___ SOURCE EXCERPT ___

Search code examples
pythonpython-3.xstatsmodels

statsmodels: Questions regarding add_constant


I've been trying to get into Python and have been using some online courses (I'm working with Jupyter Notebooks, if that matters, and Python 3). In one, it was about statsmodels and regressions. As far as my statistics courses have told me, you want to include an intercept (I'm sure there are reasons not to, but afaik it's the exception).

1) I tried asking google and stumbled across an example I don't quite get: This is an example from the statsmodels site:

import statsmodels.api as sm
Y = [1,3,4,5,2,3,4]
X = range(1,8)
X = sm.add_constant(X)
model = sm.OLS(Y,X)
results = model.fit()
results.params

I get what they're doing here. However, just to try some things out, I thought I'd leave out the intercept:

import statsmodels.api as sm
Y = [1,3,4,5,2,3,4]
X = range(1,8)
model = sm.OLS(Y,X)
results = model.fit()
results.params

Question 1: This returns an error: ValueError Traceback (most recent call last) <ipython-input-3-c8dfe3eb8b44> in <module>. It points at line model = sm.OLS(Y,X) for the error - why?

2a) Here's the code as it was in the course:

It's about predicting the price of a car based on multiple variables (mileage, cylinders, doors)

import pandas as pd
df = pd.read_excel('http://cdn.sundog-soft.com/Udemy/DataScience/cars.xls')

___

REQUIRED ACTIONS:
**1)** From the statsmodels thread, retype the part that opens with the words containing "I get what they're" and closes with "error - why?".
**2)** In the statsmodels thread, what does the course code aim to predict, and from which variables?

___ DATASET ENTRIES ___

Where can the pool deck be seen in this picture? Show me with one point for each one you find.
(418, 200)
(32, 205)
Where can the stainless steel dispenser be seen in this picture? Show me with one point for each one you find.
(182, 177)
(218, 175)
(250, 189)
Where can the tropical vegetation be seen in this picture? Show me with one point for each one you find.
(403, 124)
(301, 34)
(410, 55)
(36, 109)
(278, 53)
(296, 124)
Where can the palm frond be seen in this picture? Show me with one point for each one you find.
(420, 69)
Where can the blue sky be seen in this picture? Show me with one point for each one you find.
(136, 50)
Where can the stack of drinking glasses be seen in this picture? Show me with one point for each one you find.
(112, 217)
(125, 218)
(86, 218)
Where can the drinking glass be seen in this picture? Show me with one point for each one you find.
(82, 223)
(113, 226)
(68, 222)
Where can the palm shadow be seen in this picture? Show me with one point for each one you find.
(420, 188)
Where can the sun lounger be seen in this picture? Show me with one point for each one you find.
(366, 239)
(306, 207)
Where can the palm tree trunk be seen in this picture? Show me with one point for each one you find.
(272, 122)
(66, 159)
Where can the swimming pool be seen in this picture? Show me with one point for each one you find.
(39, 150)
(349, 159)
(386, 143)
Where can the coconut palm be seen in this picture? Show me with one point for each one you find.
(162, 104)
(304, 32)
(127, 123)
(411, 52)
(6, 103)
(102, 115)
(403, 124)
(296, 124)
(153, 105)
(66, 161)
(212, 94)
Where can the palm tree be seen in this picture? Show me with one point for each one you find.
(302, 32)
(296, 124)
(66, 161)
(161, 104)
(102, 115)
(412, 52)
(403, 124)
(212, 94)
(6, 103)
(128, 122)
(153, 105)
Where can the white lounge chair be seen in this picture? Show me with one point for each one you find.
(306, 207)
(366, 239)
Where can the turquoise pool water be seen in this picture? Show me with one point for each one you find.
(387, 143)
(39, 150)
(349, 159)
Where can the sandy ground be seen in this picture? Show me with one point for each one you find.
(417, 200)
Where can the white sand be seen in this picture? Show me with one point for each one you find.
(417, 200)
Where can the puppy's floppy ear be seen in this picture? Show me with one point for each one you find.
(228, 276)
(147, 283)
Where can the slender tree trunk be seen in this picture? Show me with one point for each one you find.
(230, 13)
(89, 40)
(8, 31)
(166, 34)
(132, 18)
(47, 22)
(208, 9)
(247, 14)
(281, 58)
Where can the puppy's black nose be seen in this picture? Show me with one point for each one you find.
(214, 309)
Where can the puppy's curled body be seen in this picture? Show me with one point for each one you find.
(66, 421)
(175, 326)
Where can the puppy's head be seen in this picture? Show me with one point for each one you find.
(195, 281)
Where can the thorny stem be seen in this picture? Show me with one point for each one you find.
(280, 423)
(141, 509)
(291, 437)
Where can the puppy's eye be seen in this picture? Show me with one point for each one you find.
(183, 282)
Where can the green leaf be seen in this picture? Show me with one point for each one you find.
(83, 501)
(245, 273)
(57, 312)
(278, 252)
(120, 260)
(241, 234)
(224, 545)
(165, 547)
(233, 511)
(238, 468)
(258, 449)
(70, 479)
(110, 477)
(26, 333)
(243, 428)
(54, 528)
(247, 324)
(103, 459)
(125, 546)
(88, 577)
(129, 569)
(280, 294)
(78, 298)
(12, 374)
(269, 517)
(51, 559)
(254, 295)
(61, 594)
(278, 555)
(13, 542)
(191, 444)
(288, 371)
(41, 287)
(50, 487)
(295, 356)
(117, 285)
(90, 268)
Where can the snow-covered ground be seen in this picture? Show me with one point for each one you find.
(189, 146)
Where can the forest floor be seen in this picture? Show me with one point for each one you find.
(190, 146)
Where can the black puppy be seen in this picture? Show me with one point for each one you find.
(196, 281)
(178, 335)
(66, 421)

___

FULL SOLUTIONS:
**1)**
I get what they're doing here. However, just to try some things out, I thought I'd leave out the intercept:

import statsmodels.api as sm
Y = [1,3,4,5,2,3,4]
X = range(1,8)
model = sm.OLS(Y,X)
results = model.fit()
results.params

Question 1: This returns an error: ValueError Traceback (most recent call last) <ipython-input-3-c8dfe3eb8b44> in <module>. It points at line model = sm.OLS(Y,X) for the error - why?

**2)** The price of a car, based on mileage, cylinders, and doors.